• **Work to be completed**
Put every line of the material below into a Markdown table with the columns Row and Line. Number the rows in order and leave out blank lines.

[Excerpts of bounding box data]

··········

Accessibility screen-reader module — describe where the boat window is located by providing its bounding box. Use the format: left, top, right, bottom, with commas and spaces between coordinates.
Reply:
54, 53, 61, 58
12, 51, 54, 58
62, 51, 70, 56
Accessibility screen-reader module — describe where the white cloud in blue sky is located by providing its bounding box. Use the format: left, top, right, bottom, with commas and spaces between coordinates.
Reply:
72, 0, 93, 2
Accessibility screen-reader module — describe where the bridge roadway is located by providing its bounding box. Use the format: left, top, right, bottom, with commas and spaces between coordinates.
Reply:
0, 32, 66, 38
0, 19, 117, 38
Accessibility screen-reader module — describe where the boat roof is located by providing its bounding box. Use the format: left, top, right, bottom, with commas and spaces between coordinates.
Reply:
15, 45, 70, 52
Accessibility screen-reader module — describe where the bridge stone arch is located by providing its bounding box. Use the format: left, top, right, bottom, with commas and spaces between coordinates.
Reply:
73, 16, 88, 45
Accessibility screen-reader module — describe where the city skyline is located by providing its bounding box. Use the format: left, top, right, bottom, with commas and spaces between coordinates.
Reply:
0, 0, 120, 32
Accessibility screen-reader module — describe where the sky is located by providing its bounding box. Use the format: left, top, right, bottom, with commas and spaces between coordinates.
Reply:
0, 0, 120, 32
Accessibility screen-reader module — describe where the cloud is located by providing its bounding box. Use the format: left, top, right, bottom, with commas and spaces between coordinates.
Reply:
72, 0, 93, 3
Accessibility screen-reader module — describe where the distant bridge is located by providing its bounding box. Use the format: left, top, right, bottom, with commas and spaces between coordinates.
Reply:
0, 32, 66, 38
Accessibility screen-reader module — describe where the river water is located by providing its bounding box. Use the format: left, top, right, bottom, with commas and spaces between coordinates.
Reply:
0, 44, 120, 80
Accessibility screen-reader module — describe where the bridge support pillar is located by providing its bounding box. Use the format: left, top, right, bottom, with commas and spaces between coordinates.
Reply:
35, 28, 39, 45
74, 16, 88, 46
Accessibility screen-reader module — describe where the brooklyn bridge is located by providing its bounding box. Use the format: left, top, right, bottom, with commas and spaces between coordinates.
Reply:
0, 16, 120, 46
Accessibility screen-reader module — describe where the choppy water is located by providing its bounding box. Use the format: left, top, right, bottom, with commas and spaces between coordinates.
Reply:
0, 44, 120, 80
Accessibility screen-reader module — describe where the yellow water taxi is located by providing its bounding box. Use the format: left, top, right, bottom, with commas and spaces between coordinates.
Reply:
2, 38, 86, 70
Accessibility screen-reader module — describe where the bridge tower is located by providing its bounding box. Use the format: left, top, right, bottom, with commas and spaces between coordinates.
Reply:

··········

• **The reply**
| Row | Line |
|---|---|
| 1 | Accessibility screen-reader module — describe where the boat window is located by providing its bounding box. Use the format: left, top, right, bottom, with commas and spaces between coordinates. |
| 2 | Reply: |
| 3 | 54, 53, 61, 58 |
| 4 | 12, 51, 54, 58 |
| 5 | 62, 51, 70, 56 |
| 6 | Accessibility screen-reader module — describe where the white cloud in blue sky is located by providing its bounding box. Use the format: left, top, right, bottom, with commas and spaces between coordinates. |
| 7 | Reply: |
| 8 | 72, 0, 93, 2 |
| 9 | Accessibility screen-reader module — describe where the bridge roadway is located by providing its bounding box. Use the format: left, top, right, bottom, with commas and spaces between coordinates. |
| 10 | Reply: |
| 11 | 0, 32, 66, 38 |
| 12 | 0, 19, 117, 38 |
| 13 | Accessibility screen-reader module — describe where the boat roof is located by providing its bounding box. Use the format: left, top, right, bottom, with commas and spaces between coordinates. |
| 14 | Reply: |
| 15 | 15, 45, 70, 52 |
| 16 | Accessibility screen-reader module — describe where the bridge stone arch is located by providing its bounding box. Use the format: left, top, right, bottom, with commas and spaces between coordinates. |
| 17 | Reply: |
| 18 | 73, 16, 88, 45 |
| 19 | Accessibility screen-reader module — describe where the city skyline is located by providing its bounding box. Use the format: left, top, right, bottom, with commas and spaces between coordinates. |
| 20 | Reply: |
| 21 | 0, 0, 120, 32 |
| 22 | Accessibility screen-reader module — describe where the sky is located by providing its bounding box. Use the format: left, top, right, bottom, with commas and spaces between coordinates. |
| 23 | Reply: |
| 24 | 0, 0, 120, 32 |
| 25 | Accessibility screen-reader module — describe where the cloud is located by providing its bounding box. Use the format: left, top, right, bottom, with commas and spaces between coordinates. |
| 26 | Reply: |
| 27 | 72, 0, 93, 3 |
| 28 | Accessibility screen-reader module — describe where the distant bridge is located by providing its bounding box. Use the format: left, top, right, bottom, with commas and spaces between coordinates. |
| 29 | Reply: |
| 30 | 0, 32, 66, 38 |
| 31 | Accessibility screen-reader module — describe where the river water is located by providing its bounding box. Use the format: left, top, right, bottom, with commas and spaces between coordinates. |
| 32 | Reply: |
| 33 | 0, 44, 120, 80 |
| 34 | Accessibility screen-reader module — describe where the bridge support pillar is located by providing its bounding box. Use the format: left, top, right, bottom, with commas and spaces between coordinates. |
| 35 | Reply: |
| 36 | 35, 28, 39, 45 |
| 37 | 74, 16, 88, 46 |
| 38 | Accessibility screen-reader module — describe where the brooklyn bridge is located by providing its bounding box. Use the format: left, top, right, bottom, with commas and spaces between coordinates. |
| 39 | Reply: |
| 40 | 0, 16, 120, 46 |
| 41 | Accessibility screen-reader module — describe where the choppy water is located by providing its bounding box. Use the format: left, top, right, bottom, with commas and spaces between coordinates. |
| 42 | Reply: |
| 43 | 0, 44, 120, 80 |
| 44 | Accessibility screen-reader module — describe where the yellow water taxi is located by providing its bounding box. Use the format: left, top, right, bottom, with commas and spaces between coordinates. |
| 45 | Reply: |
| 46 | 2, 38, 86, 70 |
| 47 | Accessibility screen-reader module — describe where the bridge tower is located by providing its bounding box. Use the format: left, top, right, bottom, with commas and spaces between coordinates. |
| 48 | Reply: |